Segment Start: Dataset records
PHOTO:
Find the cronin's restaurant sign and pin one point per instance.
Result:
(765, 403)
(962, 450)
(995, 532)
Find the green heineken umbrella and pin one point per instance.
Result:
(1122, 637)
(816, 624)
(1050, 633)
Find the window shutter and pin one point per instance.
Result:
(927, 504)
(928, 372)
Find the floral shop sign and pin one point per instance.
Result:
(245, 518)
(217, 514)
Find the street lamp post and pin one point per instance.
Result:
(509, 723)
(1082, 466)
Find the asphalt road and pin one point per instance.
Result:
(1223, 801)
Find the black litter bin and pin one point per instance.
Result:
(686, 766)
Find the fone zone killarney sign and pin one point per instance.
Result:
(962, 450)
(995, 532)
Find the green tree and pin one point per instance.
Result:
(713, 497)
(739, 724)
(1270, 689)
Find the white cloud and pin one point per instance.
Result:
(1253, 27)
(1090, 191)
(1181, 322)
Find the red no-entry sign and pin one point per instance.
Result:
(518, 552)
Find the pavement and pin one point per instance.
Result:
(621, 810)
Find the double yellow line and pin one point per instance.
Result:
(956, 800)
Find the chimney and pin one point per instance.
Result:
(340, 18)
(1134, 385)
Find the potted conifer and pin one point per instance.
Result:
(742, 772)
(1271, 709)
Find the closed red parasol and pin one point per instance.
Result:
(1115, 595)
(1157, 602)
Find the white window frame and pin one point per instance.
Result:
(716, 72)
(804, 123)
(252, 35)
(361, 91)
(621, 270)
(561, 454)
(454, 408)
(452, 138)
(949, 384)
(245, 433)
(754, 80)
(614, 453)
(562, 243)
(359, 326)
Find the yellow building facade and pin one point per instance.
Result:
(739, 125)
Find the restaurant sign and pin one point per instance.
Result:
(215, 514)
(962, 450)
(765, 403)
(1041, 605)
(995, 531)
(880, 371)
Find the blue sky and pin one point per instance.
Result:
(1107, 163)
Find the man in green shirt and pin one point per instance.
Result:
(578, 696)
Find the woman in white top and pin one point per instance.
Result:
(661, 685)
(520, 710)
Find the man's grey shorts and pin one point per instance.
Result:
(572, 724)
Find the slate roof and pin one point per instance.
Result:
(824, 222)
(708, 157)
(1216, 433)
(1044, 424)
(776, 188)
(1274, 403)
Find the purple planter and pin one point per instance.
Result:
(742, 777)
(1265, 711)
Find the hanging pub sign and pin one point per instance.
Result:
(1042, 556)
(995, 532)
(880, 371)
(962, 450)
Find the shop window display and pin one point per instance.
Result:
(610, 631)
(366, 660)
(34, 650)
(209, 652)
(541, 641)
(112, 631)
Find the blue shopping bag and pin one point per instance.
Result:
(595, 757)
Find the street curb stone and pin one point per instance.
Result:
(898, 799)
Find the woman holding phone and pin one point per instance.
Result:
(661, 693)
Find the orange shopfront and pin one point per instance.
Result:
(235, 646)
Segment End: Dataset records
One line above contains "Find the purple". Output that line and each one after it, word for word, and nothing else.

Answer to this problem ▸
Find the purple planter and pin one point per instance.
Result:
(742, 777)
(1265, 711)
Find the hanging pub sign and pin one point per instance.
Result:
(1042, 556)
(995, 532)
(880, 371)
(962, 450)
Find the shop window display and pin one point per instance.
Result:
(610, 631)
(366, 660)
(34, 650)
(209, 652)
(541, 641)
(112, 631)
Find the blue shopping bag and pin one point per instance.
Result:
(595, 757)
Find the street curb stone and pin one point per instance.
Result:
(898, 799)
Find the woman holding phone and pin one point per instance.
Result:
(661, 693)
Find the orange shopfront and pin one point per instance.
Result:
(235, 646)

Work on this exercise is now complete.